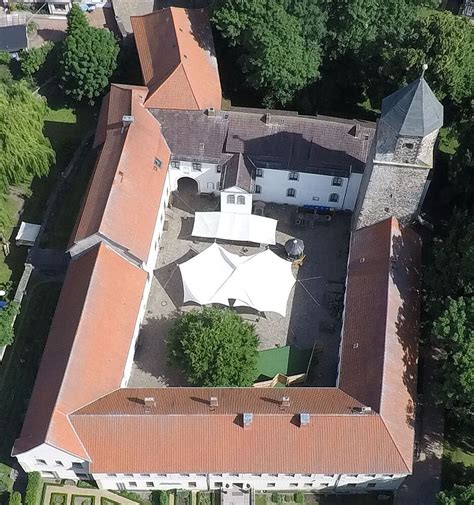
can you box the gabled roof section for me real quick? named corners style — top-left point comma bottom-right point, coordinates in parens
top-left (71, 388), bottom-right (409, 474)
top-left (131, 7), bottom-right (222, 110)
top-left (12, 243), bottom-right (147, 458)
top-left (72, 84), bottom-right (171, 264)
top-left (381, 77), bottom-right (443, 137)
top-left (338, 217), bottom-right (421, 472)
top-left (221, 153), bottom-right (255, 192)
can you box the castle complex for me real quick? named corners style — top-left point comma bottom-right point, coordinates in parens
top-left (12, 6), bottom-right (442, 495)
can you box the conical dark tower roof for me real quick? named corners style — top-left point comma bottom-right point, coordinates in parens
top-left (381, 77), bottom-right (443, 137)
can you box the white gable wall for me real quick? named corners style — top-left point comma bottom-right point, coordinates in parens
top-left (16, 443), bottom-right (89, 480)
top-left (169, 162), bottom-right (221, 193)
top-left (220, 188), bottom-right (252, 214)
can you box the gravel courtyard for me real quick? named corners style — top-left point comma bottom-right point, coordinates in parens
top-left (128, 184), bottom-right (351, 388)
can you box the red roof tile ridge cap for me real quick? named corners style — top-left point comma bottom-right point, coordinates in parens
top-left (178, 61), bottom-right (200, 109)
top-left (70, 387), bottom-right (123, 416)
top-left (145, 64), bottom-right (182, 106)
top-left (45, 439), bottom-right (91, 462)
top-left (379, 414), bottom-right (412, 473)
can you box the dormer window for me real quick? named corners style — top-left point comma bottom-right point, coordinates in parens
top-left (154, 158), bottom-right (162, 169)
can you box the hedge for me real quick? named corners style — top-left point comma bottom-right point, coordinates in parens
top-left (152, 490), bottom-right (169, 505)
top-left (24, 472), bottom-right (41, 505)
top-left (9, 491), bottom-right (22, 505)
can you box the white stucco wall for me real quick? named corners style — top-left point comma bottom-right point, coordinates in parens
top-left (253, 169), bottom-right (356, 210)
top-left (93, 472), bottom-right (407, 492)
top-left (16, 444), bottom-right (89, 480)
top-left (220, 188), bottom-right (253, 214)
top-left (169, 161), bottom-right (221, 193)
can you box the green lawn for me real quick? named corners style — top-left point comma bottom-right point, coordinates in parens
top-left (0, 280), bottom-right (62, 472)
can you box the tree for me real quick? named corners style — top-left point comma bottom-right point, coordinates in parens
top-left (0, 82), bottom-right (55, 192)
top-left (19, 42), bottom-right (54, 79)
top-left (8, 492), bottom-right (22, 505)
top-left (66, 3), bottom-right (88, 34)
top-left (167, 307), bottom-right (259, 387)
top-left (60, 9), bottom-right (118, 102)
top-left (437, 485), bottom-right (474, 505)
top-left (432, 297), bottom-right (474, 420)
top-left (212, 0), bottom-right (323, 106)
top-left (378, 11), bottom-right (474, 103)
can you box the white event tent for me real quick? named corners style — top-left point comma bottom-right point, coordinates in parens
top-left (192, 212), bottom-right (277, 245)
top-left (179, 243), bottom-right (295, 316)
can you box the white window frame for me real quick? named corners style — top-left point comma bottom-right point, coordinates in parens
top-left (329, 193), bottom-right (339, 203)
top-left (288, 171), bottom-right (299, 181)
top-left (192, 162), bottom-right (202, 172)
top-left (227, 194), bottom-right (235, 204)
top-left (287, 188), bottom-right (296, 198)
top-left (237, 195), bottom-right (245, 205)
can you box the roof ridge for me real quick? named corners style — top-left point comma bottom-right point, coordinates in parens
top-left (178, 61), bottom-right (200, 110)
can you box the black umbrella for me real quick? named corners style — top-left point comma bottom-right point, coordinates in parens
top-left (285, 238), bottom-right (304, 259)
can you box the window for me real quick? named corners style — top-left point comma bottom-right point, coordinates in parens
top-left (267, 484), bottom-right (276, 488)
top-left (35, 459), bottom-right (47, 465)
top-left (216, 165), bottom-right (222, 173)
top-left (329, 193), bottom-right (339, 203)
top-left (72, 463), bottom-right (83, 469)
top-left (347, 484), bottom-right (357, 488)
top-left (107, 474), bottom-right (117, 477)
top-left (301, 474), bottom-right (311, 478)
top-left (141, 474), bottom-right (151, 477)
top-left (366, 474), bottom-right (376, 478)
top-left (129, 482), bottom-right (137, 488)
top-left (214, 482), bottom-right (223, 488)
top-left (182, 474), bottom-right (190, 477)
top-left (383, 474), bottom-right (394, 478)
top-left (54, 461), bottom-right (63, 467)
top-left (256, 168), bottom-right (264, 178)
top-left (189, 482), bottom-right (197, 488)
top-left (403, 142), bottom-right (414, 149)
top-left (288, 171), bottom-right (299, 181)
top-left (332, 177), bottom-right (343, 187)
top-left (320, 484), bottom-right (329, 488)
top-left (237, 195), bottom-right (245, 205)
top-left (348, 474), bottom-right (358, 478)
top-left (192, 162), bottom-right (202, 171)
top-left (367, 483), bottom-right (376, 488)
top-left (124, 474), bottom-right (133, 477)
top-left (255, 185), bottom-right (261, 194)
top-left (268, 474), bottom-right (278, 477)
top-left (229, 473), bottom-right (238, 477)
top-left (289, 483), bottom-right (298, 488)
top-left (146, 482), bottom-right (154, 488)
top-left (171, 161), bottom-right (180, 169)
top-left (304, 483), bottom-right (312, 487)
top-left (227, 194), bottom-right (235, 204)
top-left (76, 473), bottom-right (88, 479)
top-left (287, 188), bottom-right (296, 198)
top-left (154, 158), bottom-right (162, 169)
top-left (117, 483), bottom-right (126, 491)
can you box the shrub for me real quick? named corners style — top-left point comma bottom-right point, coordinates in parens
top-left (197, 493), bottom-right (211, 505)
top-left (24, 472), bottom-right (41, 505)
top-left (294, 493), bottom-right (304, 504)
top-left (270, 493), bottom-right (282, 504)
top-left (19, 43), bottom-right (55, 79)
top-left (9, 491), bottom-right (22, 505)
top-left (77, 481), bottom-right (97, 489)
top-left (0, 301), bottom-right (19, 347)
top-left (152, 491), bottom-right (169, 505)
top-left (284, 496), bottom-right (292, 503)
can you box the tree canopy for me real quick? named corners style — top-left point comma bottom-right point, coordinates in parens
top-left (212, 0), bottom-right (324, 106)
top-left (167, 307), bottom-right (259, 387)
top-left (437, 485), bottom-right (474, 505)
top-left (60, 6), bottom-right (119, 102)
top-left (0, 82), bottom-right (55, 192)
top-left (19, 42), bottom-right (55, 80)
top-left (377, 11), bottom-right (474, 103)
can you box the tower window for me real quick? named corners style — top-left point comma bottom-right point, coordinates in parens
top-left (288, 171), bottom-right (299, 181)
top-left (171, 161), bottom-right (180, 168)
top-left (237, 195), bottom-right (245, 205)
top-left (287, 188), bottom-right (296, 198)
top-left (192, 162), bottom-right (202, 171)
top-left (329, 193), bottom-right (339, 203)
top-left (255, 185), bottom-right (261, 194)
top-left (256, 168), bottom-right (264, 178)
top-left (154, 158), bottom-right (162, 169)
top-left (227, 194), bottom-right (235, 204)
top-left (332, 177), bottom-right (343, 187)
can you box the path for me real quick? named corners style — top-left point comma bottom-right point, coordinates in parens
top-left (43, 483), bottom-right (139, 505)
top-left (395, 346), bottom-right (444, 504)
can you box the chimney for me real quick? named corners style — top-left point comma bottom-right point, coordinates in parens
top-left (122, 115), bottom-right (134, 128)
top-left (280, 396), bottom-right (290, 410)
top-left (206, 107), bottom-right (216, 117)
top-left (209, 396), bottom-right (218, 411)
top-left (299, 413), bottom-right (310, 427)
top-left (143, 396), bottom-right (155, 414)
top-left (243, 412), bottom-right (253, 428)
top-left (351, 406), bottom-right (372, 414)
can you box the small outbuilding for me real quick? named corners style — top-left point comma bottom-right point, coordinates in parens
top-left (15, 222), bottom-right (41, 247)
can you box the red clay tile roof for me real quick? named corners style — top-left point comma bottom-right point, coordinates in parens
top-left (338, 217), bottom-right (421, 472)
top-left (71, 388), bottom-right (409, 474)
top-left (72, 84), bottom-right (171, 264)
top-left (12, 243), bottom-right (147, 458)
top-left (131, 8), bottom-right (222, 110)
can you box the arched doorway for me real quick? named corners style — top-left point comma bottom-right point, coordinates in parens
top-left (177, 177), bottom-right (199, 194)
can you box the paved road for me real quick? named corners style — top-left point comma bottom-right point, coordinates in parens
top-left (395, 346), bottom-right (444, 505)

————————

» **Directions for this task**: Your output should be an exact copy of the lines from the one containing "can you box the red clay" through the last line of the data above.

» **Your response**:
can you box the red clay tile roof for me real quick? named corners style — top-left point comma bottom-right point, coordinates in parens
top-left (338, 217), bottom-right (421, 472)
top-left (71, 388), bottom-right (409, 474)
top-left (72, 84), bottom-right (171, 264)
top-left (12, 243), bottom-right (147, 458)
top-left (131, 8), bottom-right (222, 110)
can you box the arched doorway for me real quick? named corners style — top-left point comma bottom-right point, coordinates in parens
top-left (177, 177), bottom-right (199, 194)
can you box the paved road for me real quick? named corners style — top-left point comma bottom-right point, coordinates in parens
top-left (395, 346), bottom-right (444, 505)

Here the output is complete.